# To do:
Can you duplicate the passage of the article on video meeting etiquette starting at "Personality also has" and ending at "get more tired."?

# Selected extract:
A new etiquette for video meetings

Virtual calls are not the same as in-person conversations, so we need to change the rules of engagement.

by Catherine Stothart
Last Updated: 09 Jul 2020

When we raced to learn how to use Teams, Zoom or Google Meet as a substitute for face-to-face meetings with our colleagues, we didn’t have time to think about what might be the best way to communicate in the virtual world. We simply transferred our meetings from in-person to online, with the same assumptions about meeting format.  

Now that we have some experience of virtual communication, it’s an opportunity to reinvent how we do our meetings online. What works in the real world doesn’t always transfer to the virtual. And in the virtual world there may be possibilities for communication that don’t exist in the real world.

Personality also has an impact on how we behave and how effective we are in online meetings compared with in-person. As a consultant, I get to work with a lot of different people in different settings and these are some of my observations:

-- Online meetings are more intense. We have to concentrate harder, the cognitive demands are greater and therefore we get more tired.  

-- There’s less opportunity for side conversations and for bridge-building chats – everyone hears everything and it feels more formal. Similarly, you can’t do MBWA (managing by wandering around) from home, because you can’t bump into people in the corridor or by the water cooler.

-- Everyone faces you (unlike in a real meeting) so you notice people’s reactions immediately - who is looking interested or bored, who is doing something else - but you may interpret their reactions incorrectly and there is little opportunity to check this out.

-- You take it in turns to talk. This is good for more introverted people, who naturally assume that you take turns in conversation and like to think first before they speak. But it doesn’t work so well for more extroverted people who tend to think as they speak and want to talk things out immediately rather than wait their turn.

Records from a dataset:
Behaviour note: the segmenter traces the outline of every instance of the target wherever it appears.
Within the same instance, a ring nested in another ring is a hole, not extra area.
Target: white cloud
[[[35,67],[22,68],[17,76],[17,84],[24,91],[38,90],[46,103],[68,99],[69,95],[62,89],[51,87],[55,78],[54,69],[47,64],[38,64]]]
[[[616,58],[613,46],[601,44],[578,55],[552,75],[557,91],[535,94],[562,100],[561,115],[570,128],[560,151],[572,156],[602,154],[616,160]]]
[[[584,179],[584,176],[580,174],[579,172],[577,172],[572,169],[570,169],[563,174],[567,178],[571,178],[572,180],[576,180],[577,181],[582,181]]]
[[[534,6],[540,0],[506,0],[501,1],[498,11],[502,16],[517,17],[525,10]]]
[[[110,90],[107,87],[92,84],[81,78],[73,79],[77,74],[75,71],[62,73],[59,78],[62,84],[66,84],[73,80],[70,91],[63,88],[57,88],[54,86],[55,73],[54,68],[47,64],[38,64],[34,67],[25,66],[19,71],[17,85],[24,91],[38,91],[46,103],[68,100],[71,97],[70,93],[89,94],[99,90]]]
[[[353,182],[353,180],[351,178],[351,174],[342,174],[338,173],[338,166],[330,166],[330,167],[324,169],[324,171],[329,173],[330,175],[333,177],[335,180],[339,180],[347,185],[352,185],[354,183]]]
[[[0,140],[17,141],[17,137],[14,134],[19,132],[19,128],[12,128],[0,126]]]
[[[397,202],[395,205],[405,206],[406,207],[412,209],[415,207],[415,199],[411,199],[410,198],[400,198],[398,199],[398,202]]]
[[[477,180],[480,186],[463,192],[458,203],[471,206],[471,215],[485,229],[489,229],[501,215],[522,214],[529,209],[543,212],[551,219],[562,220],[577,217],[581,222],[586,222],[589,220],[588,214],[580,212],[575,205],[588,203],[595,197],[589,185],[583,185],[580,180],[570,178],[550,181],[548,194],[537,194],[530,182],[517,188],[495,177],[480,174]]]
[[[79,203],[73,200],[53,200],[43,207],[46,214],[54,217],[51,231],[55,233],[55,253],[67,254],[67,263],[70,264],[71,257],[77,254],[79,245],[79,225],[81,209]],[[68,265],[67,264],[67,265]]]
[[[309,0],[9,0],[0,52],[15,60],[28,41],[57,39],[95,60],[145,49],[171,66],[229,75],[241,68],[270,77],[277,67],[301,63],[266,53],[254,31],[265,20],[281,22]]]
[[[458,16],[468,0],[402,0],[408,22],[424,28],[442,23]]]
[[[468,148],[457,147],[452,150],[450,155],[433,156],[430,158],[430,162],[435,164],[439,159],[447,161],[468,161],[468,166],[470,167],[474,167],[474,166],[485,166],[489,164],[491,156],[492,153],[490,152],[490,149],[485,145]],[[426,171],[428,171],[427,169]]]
--
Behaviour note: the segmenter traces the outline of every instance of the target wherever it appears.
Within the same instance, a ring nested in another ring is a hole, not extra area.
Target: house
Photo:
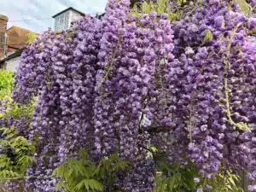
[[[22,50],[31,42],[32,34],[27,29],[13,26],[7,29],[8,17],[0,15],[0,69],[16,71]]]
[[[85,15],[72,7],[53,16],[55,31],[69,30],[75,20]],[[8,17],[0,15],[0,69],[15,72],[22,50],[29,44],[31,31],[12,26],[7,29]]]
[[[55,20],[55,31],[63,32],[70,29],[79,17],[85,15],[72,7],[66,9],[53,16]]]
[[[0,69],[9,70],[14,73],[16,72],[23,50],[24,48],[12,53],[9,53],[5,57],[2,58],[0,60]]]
...
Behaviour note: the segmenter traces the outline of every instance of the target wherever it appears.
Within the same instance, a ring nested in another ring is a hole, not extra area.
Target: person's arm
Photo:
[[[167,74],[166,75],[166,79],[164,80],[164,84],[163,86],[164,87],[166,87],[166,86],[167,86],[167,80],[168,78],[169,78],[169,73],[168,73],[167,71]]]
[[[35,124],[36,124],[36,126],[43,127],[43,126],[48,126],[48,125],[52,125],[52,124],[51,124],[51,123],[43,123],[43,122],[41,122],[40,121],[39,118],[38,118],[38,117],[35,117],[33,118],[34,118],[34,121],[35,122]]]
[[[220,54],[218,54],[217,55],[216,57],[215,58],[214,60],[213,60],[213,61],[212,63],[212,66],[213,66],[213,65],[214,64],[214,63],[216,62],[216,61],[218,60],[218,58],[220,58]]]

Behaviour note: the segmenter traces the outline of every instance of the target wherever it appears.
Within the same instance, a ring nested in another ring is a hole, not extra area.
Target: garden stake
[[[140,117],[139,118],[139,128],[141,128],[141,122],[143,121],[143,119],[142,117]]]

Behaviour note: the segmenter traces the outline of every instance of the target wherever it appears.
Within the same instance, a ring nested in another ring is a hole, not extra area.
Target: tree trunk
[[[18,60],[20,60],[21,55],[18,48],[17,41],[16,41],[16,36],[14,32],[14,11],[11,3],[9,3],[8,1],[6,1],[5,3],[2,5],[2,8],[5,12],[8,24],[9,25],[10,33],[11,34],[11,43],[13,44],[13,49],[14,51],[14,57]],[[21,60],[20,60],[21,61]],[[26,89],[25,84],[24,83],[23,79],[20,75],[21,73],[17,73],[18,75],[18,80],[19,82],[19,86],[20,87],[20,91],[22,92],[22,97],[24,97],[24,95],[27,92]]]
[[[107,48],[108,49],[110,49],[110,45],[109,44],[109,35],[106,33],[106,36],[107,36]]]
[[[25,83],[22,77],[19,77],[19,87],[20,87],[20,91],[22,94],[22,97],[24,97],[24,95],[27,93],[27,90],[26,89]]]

# Finished exercise:
Personality also has an impact on how we behave and how effective we are in online meetings compared with in-person. As a consultant, I get to work with a lot of different people in different settings and these are some of my observations:

-- Online meetings are more intense. We have to concentrate harder, the cognitive demands are greater and therefore we get more tired.